**APPLY WHAT YOU READ**
1/ Using the KY INBRE CURE funding text, decide whether each statement agrees with it: (a) F&A costs are counted as part of direct costs; (b) up to $3000 a year may be requested toward faculty reassigned time during the academic year; (c) the letter of support must come from an academic Department Chair or Dean. For each, answer yes or no and quote the deciding words.
2/ According to the KY INBRE CURE funding text, faculty at which two universities might applicants contact to learn about exemplary CUREs?
3/ Reproduce the KY INBRE CURE funding text from "During the period" up to and including "KY INBRE network.".

===== TEXT BLOCK

The application for support must include plans for evaluation and dissemination, and contain a letter of support from an academic Department Chair or Dean indicating that the home institution will sustain the CURE, if found to be effective, to the same degree as other courses. Preference will also be given to courses that engage larger numbers of students, are offered more often, or represent novel CUREs (as opposed to adoption of an existing CURE at the applicant’s institution).
During the period of KY INBRE CURE funding, we strongly encourage faculty to apply for additional funding that will sustain or expand the proposed approach beyond the KY INBRE CURE grant period. For example, projects designed to ultimately target NIH R25 support will be given preference in funding decisions. In such cases, the target program should be cited in the KY INBRE application together with a timeline for NIH submission. Please be sure to explore NIH educational research opportunities described in the Division of Biomedical Research Workforce website for more information.
Deliverables are expected, and all written course materials should be submitted for curation by KY INBRE and made available to the KY INBRE network.
Applicants may want to contact faculty at Western Kentucky University and Northern Kentucky University to gain a better sense of exemplary CUREs. These institutions have productively engaged students in classroom-based research with Bacteriophage and Saccharomyces cerevisiae (yeast) at each respective institution.
Budget and budget justification materials will be required for submission for a three-tier review process, including final approval by KY INBRE Administration, the KY INBRE External Advisory Committee and the National Institutes of Health. Funds (up to $3000 annually of the $20,000 max) may also be requested to partially cover the cost of faculty reassigned time during the academic year. Faculty can request support for summer salary as needed. Facilities and administrative (F&A) costs will be provided in addition to direct costs.

==========
===== GIVEN ENTRIES

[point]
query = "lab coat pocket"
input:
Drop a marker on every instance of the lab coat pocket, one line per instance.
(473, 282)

==========
===== GIVEN ENTRIES

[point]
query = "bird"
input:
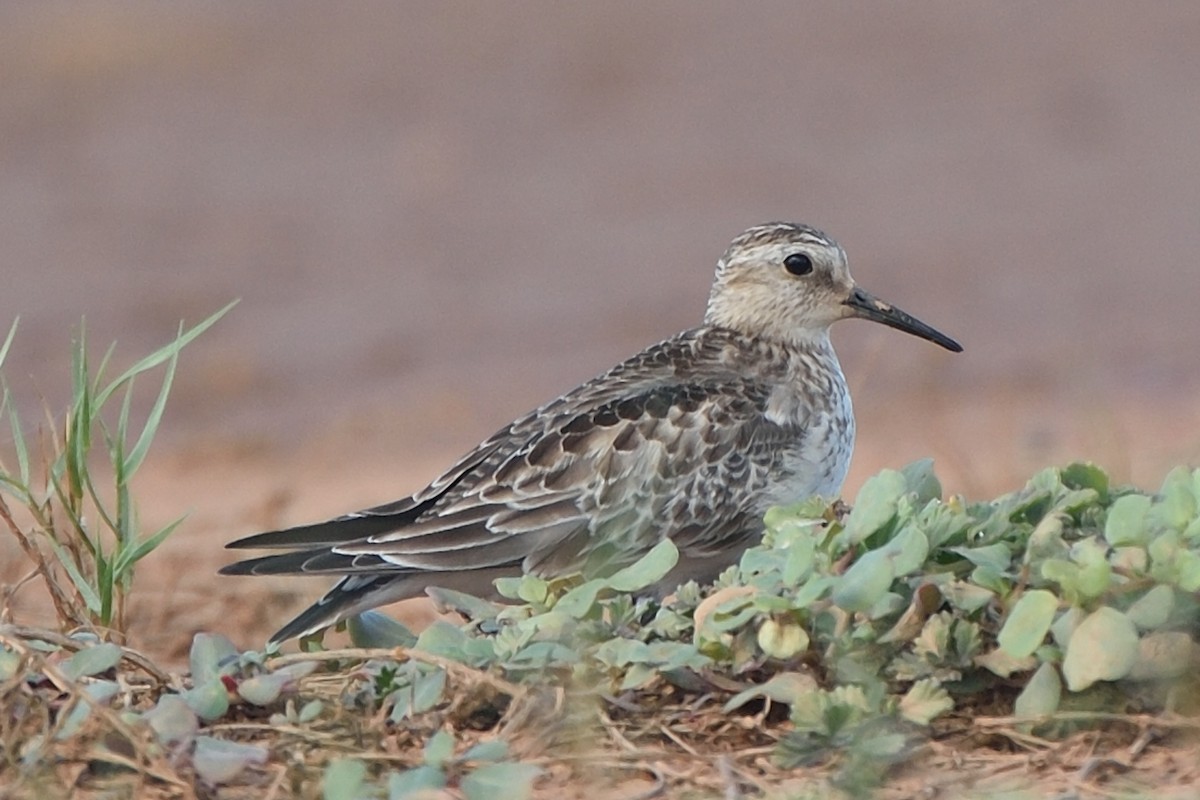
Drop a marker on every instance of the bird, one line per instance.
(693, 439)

==========

**SOLVED PROBLEMS**
1/
(a) No: "Facilities and administrative (F&A) costs will be provided in addition to direct costs."
(b) Yes: "Funds (up to $3000 annually of the $20,000 max) may also be requested to partially cover the cost of faculty reassigned time during the academic year."
(c) Yes: "contain a letter of support from an academic Department Chair or Dean"

2/ Western Kentucky University and Northern Kentucky University.

3/
During the period of KY INBRE CURE funding, we strongly encourage faculty to apply for additional funding that will sustain or expand the proposed approach beyond the KY INBRE CURE grant period. For example, projects designed to ultimately target NIH R25 support will be given preference in funding decisions. In such cases, the target program should be cited in the KY INBRE application together with a timeline for NIH submission. Please be sure to explore NIH educational research opportunities described in the Division of Biomedical Research Workforce website for more information.
Deliverables are expected, and all written course materials should be submitted for curation by KY INBRE and made available to the KY INBRE network.